According to the comments about Vanguard below, which two sources do many American couples have to count on for retirement?

| Passage given |
______
It amazes me how some can put a twist on a presentation that can seem to ring true although it truly isn’t. When the “client owners” seek answers to what appears to be clearly over charging of the said “client owners”!
ie: Husband and wife, retired and having all their hard earned savings in a joint account with Vanguard. (who touts the advantage of such accts) But then are treated as individual clients and accounts when investing, this is ethicly wrong? Their hard earned savings should be considered in the aggregate in all areas to give maximum cost savings.
Why else a joint account and the trust of all their saving?
If a husband has more monies to acquire adm.shares (historical fact) his wife shares in the same fund should also be adm. shares. Please save the co-mingling comment.
Client owners should also have more imput in regards to how fund mgrs. vote proxies. The industry deserves far more blame for the last ten years then they want to accept and clearly wear blinders in this regard.
So many American couples only have their Vang. acct. and Soc.Sec. to count on for retirement and should be treated as one.
The obfuscation here is clear–while Vanguard is owned by the funds’ shareholders, the Board of Directors, which is rubber-stamped by the occasional proxy, determines what to pay its people–particularly the folks at the top. So, if all those salaries and bonuses are considered “costs” then Vanguard can say it “operates at cost.” But that’s not the same as saying it doesn’t operate at a profit. There are plenty of profits–it’s just a matter of how hard you push the “expense” lever down.
What could happen to change this corporate structure?
If all my retirement eggs go into the “Vanguard basket”, which has already started to take place and will be fully comptete withing 12 years, what assurance is there that this ship will not change course?
Having been a happy Vanguard investor for almost 10 years, I am a bit concerned about the recent ad campaign on Vanguarding, since all those front page ads in WSJ and other media expenditures can’t be cheap? For investors like me, it is like preaching to the choir. For other investors who don’t agree with Vanguard’s philosophy, I am not sure if an ad campaign like this can convert them anyway.
______
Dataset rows
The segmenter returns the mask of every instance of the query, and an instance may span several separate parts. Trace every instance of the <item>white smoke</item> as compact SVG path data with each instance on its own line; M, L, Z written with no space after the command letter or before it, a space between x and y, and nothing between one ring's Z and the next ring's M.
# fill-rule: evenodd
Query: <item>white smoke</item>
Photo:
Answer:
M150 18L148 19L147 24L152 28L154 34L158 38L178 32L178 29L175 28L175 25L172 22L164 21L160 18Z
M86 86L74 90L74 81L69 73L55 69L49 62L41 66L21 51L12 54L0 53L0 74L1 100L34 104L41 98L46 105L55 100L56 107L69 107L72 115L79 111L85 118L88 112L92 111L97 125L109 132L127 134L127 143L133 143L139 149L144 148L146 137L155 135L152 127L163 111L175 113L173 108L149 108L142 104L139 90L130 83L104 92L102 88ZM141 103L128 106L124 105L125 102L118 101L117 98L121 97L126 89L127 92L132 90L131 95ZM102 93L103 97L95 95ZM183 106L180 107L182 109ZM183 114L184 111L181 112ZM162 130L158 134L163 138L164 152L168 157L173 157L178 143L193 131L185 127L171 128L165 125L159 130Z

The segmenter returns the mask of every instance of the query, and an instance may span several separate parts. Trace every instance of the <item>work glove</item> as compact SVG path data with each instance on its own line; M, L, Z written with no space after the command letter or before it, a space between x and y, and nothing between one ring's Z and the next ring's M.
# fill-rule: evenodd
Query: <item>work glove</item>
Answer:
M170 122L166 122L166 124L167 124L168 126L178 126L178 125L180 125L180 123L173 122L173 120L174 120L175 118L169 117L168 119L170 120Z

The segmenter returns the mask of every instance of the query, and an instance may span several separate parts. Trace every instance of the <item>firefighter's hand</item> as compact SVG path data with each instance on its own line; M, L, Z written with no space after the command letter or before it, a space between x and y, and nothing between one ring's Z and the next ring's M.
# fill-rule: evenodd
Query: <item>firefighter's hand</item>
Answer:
______
| Written solution |
Their Vanguard account and Social Security.